[Start of Data for processing]

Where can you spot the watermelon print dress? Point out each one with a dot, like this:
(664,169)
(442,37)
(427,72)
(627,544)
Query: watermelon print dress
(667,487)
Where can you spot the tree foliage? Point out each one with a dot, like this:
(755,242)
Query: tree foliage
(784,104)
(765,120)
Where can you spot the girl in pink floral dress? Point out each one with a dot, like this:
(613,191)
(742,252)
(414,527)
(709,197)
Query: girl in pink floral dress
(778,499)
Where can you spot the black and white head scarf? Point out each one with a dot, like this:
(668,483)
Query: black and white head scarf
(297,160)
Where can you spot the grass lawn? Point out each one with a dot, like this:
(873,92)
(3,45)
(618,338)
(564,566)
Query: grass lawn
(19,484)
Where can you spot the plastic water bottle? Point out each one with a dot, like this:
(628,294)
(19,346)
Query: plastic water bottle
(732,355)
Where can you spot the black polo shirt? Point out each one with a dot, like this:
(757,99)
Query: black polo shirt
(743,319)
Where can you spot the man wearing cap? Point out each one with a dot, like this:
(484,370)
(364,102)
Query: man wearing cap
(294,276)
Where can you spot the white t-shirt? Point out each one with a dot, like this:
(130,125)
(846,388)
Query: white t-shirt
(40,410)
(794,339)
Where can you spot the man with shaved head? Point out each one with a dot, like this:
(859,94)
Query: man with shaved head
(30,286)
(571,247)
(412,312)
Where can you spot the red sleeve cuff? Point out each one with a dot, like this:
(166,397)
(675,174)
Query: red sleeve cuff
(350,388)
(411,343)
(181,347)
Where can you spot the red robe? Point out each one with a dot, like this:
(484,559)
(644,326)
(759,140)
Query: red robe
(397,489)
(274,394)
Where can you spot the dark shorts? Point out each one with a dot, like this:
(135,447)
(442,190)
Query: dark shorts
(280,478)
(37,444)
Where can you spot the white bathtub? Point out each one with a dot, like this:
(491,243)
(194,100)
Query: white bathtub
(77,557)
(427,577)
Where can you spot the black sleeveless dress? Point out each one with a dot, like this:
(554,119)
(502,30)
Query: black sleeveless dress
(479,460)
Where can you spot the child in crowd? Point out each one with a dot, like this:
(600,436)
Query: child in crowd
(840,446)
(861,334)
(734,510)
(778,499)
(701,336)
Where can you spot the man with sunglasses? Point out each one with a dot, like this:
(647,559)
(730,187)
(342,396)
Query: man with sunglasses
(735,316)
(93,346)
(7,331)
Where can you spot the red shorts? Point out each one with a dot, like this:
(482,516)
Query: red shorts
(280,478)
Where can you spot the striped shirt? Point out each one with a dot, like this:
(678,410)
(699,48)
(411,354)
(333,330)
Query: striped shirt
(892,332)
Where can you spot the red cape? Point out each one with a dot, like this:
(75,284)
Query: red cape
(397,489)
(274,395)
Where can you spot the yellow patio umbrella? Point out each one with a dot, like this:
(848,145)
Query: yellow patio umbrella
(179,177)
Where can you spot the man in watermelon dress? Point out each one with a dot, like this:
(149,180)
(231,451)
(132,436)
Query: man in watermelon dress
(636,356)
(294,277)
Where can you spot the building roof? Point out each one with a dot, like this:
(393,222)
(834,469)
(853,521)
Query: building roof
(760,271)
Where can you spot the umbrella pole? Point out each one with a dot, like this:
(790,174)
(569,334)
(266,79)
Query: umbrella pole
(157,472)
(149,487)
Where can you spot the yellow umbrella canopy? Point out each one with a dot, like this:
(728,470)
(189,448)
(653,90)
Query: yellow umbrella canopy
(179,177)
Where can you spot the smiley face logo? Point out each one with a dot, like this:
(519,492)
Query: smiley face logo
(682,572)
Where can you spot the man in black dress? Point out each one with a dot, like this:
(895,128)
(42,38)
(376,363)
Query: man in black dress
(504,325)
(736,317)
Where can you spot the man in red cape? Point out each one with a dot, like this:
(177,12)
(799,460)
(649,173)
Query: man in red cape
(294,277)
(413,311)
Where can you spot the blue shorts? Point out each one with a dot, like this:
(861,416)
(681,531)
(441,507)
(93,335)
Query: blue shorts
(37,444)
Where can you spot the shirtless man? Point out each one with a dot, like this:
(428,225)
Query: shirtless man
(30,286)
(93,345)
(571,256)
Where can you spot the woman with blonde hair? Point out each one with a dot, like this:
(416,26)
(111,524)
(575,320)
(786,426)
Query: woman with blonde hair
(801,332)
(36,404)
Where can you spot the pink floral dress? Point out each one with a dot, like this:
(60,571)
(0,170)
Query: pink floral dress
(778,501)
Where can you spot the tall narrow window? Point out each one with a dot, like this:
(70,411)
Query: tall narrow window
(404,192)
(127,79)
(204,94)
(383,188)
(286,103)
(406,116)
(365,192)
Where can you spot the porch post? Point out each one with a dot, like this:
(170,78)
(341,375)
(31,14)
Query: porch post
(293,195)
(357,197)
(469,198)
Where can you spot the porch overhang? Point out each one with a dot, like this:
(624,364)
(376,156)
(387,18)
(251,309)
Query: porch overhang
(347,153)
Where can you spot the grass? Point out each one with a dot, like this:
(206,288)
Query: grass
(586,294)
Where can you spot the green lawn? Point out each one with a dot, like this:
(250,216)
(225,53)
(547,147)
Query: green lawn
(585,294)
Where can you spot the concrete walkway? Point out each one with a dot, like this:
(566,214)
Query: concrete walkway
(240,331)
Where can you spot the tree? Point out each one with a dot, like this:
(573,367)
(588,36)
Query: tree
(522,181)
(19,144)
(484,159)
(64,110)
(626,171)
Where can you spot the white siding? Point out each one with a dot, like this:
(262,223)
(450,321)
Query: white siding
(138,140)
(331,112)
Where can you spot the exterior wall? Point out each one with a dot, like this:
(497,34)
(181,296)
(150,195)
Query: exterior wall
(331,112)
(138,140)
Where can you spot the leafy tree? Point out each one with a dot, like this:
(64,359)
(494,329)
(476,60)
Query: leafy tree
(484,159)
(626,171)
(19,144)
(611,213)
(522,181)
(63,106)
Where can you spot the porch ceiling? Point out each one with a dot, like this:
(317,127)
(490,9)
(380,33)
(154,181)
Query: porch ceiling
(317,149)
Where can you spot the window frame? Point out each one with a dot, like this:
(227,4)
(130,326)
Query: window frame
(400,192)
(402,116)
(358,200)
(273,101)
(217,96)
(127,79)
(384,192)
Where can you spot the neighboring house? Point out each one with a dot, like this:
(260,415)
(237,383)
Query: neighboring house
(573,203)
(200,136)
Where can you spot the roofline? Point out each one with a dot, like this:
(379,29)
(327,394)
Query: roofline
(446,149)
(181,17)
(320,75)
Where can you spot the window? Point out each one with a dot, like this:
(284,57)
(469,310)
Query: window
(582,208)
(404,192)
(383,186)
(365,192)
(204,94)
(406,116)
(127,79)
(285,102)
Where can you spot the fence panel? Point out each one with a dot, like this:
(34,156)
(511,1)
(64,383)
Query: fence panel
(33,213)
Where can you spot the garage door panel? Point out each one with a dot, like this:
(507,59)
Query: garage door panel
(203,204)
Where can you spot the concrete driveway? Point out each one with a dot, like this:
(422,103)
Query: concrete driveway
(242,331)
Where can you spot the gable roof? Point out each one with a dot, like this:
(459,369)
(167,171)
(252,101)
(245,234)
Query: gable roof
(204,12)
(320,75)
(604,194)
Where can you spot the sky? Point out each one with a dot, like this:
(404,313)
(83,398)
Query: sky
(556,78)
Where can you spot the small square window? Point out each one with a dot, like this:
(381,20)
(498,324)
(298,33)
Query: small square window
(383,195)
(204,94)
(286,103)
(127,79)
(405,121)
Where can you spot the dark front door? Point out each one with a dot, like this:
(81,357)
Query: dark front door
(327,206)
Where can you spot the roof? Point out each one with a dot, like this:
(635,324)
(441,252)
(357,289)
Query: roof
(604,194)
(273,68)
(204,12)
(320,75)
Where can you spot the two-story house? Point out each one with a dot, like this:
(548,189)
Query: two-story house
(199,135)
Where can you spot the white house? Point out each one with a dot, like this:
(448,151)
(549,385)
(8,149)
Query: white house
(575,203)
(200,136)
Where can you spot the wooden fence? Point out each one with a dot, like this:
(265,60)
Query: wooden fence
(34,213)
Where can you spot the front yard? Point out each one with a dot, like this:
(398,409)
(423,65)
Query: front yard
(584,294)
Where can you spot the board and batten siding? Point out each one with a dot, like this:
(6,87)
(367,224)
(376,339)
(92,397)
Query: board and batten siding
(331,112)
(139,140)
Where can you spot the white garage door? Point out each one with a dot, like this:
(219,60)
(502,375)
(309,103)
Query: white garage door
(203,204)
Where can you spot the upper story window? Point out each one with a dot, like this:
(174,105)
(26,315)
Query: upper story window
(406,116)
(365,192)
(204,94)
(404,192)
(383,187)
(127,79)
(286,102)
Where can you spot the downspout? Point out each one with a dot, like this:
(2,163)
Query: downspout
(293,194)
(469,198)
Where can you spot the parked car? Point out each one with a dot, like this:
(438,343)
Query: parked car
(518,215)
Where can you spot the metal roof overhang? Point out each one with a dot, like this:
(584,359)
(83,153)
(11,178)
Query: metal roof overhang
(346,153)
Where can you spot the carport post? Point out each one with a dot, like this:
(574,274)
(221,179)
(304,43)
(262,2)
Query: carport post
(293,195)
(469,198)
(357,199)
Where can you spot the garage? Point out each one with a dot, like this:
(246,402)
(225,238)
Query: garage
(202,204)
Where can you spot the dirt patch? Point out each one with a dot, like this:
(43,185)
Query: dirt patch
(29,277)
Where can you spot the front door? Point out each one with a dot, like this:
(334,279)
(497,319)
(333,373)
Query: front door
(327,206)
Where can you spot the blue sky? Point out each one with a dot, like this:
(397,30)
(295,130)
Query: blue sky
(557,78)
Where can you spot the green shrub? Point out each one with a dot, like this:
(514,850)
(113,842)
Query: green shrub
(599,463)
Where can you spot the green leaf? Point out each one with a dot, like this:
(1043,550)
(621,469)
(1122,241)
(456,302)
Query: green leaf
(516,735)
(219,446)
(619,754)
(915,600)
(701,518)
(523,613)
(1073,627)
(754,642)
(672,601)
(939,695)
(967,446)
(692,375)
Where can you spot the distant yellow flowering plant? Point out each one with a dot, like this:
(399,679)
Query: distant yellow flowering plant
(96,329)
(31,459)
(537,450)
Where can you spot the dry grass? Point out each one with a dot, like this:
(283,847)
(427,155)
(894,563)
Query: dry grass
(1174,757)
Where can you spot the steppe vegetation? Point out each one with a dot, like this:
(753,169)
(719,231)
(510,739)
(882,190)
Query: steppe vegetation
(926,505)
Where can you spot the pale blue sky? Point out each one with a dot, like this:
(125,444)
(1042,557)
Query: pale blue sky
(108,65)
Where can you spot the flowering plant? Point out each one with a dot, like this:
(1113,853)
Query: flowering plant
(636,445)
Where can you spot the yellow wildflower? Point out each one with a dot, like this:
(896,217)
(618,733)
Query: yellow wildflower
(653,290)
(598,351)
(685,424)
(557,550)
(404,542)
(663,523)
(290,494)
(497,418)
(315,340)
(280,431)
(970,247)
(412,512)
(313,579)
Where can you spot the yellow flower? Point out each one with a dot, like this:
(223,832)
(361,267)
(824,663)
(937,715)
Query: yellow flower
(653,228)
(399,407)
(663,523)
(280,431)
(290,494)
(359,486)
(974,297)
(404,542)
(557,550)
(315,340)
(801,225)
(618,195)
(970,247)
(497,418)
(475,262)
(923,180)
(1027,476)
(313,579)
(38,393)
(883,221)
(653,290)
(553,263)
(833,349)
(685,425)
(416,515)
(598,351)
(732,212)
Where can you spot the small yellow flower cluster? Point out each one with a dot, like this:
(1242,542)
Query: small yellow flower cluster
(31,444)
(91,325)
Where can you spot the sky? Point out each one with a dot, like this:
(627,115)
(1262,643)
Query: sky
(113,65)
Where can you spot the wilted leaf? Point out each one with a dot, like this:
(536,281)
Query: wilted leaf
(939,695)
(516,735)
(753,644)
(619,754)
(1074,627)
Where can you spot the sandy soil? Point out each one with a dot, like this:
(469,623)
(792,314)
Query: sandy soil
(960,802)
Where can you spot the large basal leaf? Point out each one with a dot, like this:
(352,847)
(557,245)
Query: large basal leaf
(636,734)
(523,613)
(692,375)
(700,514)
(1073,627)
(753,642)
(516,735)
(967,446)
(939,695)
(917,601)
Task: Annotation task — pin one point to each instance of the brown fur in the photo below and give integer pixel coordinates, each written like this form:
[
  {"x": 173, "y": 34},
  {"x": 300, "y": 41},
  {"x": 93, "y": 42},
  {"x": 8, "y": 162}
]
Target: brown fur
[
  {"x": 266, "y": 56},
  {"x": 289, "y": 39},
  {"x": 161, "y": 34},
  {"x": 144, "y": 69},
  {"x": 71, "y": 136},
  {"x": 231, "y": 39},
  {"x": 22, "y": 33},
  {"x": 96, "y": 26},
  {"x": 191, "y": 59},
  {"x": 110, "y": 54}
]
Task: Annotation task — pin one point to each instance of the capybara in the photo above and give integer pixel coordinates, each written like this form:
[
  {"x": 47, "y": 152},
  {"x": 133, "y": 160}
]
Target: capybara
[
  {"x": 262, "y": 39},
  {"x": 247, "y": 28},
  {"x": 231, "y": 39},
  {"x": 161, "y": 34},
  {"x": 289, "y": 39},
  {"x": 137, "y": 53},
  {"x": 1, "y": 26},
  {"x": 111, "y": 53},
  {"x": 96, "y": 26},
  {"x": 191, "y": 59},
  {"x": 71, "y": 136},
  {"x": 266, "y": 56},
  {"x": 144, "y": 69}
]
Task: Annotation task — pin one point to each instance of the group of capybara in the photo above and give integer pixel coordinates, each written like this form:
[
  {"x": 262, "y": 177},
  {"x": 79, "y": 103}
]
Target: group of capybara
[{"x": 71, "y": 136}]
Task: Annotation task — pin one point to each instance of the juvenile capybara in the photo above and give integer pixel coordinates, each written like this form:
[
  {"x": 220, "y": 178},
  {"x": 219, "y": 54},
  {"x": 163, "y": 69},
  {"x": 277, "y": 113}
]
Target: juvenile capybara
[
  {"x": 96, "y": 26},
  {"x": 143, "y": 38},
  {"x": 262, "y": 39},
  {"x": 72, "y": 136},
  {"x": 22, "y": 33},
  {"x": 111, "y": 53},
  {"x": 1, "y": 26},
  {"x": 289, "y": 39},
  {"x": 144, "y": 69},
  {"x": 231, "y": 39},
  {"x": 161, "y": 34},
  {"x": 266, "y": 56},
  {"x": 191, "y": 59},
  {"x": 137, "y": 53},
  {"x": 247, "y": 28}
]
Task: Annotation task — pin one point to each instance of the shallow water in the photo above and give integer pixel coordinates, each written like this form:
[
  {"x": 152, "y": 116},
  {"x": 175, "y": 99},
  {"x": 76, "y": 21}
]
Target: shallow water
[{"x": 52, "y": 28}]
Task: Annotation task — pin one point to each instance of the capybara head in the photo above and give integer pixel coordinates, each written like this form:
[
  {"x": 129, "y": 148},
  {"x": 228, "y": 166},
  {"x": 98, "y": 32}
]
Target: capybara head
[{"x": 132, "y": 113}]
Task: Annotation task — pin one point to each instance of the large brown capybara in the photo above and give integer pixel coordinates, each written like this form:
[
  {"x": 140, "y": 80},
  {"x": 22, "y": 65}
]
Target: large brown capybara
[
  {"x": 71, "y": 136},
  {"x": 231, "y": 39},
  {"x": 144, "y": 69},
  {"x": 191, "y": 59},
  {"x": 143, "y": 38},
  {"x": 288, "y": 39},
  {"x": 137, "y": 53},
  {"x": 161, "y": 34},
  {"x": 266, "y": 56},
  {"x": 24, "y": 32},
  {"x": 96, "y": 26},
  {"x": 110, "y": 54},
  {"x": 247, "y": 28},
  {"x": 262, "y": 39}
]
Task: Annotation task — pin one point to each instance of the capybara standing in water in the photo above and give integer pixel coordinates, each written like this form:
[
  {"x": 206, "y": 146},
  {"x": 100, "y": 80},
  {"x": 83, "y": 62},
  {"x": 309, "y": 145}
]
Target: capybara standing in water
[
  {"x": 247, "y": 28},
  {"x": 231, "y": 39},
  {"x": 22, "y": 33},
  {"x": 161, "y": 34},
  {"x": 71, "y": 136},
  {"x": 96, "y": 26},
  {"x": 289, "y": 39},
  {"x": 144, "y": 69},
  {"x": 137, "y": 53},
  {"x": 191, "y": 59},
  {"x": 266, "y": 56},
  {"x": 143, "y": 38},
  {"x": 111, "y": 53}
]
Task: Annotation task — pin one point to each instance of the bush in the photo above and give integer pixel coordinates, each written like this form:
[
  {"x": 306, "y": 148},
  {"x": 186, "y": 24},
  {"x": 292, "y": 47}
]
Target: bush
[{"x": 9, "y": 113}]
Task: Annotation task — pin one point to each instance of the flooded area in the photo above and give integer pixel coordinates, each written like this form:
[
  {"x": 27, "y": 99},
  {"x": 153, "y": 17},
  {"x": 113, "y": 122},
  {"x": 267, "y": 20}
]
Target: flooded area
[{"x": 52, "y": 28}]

[End of Data for processing]

## What is expected
Take the lines from the one containing "the capybara standing" to the last line of the material above and write them out exactly.

## Reply
Task: Annotation task — pin one point to each instance of the capybara standing in water in the photo above and give integer pixel coordinates, each written like this form:
[
  {"x": 206, "y": 146},
  {"x": 100, "y": 80},
  {"x": 83, "y": 62},
  {"x": 309, "y": 145}
]
Target: capybara standing in water
[
  {"x": 247, "y": 28},
  {"x": 231, "y": 39},
  {"x": 22, "y": 33},
  {"x": 161, "y": 34},
  {"x": 71, "y": 136},
  {"x": 96, "y": 26},
  {"x": 289, "y": 39},
  {"x": 144, "y": 69},
  {"x": 137, "y": 53},
  {"x": 191, "y": 59},
  {"x": 266, "y": 56},
  {"x": 143, "y": 38},
  {"x": 111, "y": 53}
]
Task: Annotation task — pin one point to each instance of the bush in the photo above and give integer pixel coordinates, each written like this form:
[
  {"x": 306, "y": 148},
  {"x": 186, "y": 24},
  {"x": 292, "y": 47}
]
Target: bush
[{"x": 9, "y": 113}]
Task: Annotation task — pin one point to each instance of the flooded area in the photo above and give integer pixel coordinates, each written like this form:
[
  {"x": 27, "y": 99},
  {"x": 153, "y": 17},
  {"x": 113, "y": 122},
  {"x": 267, "y": 20}
]
Target: flooded area
[{"x": 52, "y": 28}]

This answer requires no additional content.